> _WHAT THE TASK ASKS_:
Of all the lines below, output only those starting at the one with "box: [137, 42, 277, 182]" and ending at the one with "177L88 162L35 216L0", both ends included, exactly as written.

[SOURCE DATA Boundary: Start]

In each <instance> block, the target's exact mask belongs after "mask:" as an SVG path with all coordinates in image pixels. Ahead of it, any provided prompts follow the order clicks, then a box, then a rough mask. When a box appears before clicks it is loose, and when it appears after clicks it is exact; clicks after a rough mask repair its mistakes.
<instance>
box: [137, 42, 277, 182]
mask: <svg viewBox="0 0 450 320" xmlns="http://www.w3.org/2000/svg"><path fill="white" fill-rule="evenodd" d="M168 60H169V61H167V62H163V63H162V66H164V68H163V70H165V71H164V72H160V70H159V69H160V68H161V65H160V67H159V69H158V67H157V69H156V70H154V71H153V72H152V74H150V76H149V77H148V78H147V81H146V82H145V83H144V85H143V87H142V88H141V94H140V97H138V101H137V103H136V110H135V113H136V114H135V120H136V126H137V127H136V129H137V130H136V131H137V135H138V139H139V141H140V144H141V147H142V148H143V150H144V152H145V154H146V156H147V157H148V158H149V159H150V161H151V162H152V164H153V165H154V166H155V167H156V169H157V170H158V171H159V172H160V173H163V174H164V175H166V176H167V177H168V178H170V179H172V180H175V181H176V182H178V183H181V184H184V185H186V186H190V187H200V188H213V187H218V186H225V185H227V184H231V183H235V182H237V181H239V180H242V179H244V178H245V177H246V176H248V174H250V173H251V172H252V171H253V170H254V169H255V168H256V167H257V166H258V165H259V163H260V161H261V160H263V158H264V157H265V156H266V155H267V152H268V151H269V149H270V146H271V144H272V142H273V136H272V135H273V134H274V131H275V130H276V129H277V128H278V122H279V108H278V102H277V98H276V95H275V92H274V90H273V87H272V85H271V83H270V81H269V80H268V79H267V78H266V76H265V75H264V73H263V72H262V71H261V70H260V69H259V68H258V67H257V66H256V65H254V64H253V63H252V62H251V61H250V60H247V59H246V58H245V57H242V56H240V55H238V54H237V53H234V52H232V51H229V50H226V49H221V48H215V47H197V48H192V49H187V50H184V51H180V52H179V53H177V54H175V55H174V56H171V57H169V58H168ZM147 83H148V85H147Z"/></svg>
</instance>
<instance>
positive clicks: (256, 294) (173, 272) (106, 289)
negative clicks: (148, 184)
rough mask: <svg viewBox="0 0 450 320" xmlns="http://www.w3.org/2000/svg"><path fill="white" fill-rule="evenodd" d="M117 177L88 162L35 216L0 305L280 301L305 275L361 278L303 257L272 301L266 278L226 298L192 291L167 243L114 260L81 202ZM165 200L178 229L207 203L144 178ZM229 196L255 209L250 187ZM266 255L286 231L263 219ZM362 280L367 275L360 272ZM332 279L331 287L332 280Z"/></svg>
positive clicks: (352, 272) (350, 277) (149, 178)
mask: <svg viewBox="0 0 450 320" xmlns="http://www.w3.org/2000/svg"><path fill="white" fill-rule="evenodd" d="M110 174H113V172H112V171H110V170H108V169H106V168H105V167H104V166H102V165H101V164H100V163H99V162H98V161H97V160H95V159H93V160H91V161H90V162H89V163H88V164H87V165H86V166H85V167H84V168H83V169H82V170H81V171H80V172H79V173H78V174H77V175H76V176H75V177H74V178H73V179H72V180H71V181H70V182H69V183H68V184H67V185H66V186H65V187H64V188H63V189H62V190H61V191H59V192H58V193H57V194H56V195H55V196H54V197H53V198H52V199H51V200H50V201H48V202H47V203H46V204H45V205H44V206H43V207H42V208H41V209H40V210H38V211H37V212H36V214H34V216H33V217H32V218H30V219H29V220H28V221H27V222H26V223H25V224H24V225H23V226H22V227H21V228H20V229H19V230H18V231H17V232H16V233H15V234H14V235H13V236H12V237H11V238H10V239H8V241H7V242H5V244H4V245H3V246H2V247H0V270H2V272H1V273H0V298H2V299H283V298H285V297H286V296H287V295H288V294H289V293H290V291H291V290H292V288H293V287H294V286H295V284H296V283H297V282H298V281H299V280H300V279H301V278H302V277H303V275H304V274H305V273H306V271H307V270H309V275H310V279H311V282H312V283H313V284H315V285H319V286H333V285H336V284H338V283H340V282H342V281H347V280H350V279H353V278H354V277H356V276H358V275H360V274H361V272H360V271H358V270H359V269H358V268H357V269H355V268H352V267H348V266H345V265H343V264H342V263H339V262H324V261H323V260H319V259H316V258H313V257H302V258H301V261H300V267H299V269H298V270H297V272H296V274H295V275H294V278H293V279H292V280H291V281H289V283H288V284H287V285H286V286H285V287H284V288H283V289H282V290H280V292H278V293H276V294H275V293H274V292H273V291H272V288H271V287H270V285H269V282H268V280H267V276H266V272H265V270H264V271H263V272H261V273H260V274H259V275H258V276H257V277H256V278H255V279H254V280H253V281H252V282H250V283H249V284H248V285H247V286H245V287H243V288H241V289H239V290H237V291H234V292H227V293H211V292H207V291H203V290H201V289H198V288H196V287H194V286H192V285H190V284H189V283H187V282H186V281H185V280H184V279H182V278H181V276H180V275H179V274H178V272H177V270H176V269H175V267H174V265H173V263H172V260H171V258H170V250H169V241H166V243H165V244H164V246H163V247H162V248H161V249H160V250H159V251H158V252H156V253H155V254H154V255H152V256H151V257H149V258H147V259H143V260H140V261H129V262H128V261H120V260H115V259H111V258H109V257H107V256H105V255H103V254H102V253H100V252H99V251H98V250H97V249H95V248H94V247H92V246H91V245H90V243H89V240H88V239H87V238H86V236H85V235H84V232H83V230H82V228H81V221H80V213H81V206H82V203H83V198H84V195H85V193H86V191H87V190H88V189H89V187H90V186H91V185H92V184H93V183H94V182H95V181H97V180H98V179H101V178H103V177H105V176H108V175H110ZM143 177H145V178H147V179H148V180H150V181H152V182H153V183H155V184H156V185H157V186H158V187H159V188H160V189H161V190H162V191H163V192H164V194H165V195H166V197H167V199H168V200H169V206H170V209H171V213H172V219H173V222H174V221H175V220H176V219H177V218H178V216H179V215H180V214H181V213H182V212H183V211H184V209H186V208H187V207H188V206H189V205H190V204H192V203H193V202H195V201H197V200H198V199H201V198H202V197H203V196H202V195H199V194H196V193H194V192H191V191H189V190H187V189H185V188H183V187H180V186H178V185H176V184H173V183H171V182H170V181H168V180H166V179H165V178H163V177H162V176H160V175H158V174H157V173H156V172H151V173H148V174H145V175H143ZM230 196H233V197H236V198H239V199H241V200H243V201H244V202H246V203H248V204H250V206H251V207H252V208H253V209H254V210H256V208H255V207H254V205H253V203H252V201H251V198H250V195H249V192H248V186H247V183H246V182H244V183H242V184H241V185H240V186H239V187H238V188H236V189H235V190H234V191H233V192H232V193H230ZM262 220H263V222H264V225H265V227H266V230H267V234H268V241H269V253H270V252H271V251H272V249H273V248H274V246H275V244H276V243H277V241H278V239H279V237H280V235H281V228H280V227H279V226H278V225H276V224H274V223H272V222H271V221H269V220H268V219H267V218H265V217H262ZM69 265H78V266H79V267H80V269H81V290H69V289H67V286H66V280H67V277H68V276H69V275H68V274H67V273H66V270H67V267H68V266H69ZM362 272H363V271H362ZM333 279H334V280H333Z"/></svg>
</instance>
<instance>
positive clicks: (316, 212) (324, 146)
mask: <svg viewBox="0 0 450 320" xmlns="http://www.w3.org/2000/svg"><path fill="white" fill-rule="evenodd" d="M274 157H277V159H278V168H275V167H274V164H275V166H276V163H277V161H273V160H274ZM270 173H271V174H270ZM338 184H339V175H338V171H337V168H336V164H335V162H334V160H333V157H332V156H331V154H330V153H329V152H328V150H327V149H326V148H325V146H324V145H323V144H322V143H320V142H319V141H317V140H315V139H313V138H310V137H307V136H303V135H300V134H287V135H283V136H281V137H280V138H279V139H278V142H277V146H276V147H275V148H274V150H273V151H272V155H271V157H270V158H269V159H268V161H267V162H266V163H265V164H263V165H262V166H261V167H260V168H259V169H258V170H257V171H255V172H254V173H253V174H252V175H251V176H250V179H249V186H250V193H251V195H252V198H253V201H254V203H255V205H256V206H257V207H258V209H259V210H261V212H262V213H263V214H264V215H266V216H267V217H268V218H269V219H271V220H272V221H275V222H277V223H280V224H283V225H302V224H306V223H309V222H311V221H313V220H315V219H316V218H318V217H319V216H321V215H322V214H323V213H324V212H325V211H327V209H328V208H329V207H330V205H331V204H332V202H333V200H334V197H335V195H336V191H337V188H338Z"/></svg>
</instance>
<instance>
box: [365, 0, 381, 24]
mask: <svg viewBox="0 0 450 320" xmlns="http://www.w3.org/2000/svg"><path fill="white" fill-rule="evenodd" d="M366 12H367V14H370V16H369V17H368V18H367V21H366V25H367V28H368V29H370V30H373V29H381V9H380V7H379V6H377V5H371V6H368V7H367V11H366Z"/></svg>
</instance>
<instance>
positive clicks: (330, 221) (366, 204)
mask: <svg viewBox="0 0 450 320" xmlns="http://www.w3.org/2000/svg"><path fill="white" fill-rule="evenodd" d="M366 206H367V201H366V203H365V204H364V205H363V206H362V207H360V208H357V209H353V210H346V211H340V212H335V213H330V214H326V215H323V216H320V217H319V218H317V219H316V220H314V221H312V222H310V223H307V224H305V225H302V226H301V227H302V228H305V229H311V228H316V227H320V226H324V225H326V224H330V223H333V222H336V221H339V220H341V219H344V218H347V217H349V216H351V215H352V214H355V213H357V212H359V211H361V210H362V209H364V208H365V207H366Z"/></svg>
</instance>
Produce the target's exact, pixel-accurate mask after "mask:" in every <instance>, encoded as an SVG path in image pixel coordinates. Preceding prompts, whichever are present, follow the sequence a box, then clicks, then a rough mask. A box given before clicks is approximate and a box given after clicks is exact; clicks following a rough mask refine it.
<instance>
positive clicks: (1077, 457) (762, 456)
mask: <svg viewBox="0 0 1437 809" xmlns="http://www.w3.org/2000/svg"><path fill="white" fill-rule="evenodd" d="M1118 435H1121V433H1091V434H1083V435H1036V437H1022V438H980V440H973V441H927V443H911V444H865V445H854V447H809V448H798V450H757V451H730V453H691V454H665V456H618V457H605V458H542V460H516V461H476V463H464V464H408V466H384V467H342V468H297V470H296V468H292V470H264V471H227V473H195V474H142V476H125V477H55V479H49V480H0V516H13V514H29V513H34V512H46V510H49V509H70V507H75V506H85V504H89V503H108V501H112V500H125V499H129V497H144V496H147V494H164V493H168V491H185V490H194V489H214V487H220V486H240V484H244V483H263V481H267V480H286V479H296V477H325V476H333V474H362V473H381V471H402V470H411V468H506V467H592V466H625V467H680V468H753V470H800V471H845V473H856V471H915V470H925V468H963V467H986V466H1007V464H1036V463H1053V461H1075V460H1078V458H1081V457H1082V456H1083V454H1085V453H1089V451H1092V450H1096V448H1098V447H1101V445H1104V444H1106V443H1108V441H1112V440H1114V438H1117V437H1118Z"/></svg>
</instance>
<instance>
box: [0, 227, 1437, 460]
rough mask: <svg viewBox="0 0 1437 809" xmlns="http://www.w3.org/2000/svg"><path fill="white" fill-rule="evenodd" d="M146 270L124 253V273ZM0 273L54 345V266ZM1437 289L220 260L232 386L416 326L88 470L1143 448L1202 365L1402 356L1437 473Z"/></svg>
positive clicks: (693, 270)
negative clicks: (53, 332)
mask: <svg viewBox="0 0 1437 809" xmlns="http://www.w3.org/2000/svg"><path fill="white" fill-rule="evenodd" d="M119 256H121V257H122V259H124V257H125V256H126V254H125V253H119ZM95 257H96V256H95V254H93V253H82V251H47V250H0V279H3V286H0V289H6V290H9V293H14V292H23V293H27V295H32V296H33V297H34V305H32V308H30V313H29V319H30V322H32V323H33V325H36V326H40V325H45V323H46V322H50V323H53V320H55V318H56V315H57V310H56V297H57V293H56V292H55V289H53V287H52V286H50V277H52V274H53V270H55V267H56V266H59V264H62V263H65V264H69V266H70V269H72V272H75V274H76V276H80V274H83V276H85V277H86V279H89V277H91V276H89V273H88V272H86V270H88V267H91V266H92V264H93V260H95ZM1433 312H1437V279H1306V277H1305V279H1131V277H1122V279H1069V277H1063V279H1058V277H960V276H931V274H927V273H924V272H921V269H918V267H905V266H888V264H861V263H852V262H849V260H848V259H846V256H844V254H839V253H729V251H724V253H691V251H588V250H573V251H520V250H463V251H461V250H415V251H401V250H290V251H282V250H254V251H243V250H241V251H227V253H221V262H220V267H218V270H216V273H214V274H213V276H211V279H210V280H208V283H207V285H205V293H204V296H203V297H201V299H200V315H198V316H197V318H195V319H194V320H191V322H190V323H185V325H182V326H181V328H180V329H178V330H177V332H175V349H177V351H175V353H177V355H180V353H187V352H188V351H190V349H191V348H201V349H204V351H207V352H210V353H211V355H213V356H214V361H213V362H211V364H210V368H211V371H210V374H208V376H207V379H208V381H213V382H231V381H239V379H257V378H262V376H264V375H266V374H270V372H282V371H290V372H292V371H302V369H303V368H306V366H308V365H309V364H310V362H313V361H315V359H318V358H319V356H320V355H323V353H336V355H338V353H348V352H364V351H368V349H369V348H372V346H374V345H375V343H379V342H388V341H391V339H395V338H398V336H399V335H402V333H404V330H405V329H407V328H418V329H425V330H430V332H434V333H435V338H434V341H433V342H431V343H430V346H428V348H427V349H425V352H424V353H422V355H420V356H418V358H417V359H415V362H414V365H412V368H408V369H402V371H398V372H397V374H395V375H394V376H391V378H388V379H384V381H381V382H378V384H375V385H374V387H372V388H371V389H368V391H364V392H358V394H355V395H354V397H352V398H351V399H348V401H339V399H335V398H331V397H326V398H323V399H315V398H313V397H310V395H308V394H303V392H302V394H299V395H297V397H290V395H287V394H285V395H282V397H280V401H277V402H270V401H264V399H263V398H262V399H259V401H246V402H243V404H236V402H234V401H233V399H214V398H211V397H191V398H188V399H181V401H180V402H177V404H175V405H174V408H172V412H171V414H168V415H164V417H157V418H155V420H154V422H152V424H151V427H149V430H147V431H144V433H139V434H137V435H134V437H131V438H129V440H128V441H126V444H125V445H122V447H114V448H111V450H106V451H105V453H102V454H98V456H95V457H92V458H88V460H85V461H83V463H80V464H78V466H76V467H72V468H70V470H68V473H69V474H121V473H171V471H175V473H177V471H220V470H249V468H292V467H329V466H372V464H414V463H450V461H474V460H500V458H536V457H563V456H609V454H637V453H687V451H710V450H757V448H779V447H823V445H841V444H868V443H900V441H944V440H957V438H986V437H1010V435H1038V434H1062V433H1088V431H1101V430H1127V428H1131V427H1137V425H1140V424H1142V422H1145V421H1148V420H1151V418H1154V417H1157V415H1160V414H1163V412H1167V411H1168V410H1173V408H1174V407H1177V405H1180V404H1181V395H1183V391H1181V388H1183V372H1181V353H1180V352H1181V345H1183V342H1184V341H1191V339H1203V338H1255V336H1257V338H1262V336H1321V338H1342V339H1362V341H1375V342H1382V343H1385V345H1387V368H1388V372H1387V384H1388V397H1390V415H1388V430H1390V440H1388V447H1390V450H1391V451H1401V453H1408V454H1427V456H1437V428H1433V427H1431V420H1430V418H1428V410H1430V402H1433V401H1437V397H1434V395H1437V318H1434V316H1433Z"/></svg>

[SOURCE DATA Boundary: End]

> _ANSWER SECTION_:
box: [137, 42, 277, 182]
mask: <svg viewBox="0 0 450 320" xmlns="http://www.w3.org/2000/svg"><path fill="white" fill-rule="evenodd" d="M168 60H169V61H167V62H163V63H162V66H164V68H163V70H165V71H164V72H160V70H159V69H160V68H161V65H160V67H159V69H158V67H157V69H156V70H154V71H153V72H152V74H150V76H149V77H148V78H147V81H146V82H145V83H144V85H143V87H142V88H141V94H140V97H138V101H137V103H136V110H135V113H136V114H135V120H136V126H137V127H136V129H137V130H136V131H137V135H138V139H139V141H140V144H141V147H142V148H143V150H144V152H145V154H146V156H147V157H148V158H149V159H150V161H151V162H152V164H153V165H154V166H155V167H156V169H157V170H158V171H159V172H160V173H163V174H164V175H166V176H167V177H168V178H170V179H172V180H175V181H176V182H178V183H181V184H184V185H186V186H190V187H200V188H213V187H218V186H225V185H227V184H231V183H235V182H237V181H239V180H242V179H244V178H245V177H246V176H248V174H250V173H251V172H252V171H253V170H254V169H255V168H256V167H257V166H258V165H259V163H260V161H261V160H263V158H264V157H265V156H266V155H267V152H268V151H269V149H270V146H271V144H272V142H273V136H272V135H273V134H274V131H275V130H276V129H277V128H278V122H279V108H278V102H277V98H276V95H275V92H274V90H273V87H272V85H271V83H270V81H269V80H268V79H267V78H266V76H265V75H264V73H263V72H262V71H261V70H260V69H259V68H258V67H257V66H256V65H254V64H253V63H252V62H251V61H250V60H247V59H246V58H245V57H242V56H240V55H238V54H237V53H234V52H232V51H229V50H226V49H221V48H215V47H197V48H192V49H187V50H184V51H180V52H179V53H177V54H175V55H174V56H171V57H169V58H168ZM147 83H148V85H147Z"/></svg>
</instance>
<instance>
positive clicks: (256, 294) (173, 272) (106, 289)
negative clicks: (148, 184)
rough mask: <svg viewBox="0 0 450 320" xmlns="http://www.w3.org/2000/svg"><path fill="white" fill-rule="evenodd" d="M117 177L88 162L35 216L0 305L280 301L305 275L361 278L303 257L272 301L266 278L226 298L192 291L167 243L114 260L81 202ZM165 200L178 229L207 203L144 178ZM229 196L255 209L250 187ZM266 255L286 231L263 219ZM362 280L367 275L360 272ZM332 279L331 287L332 280Z"/></svg>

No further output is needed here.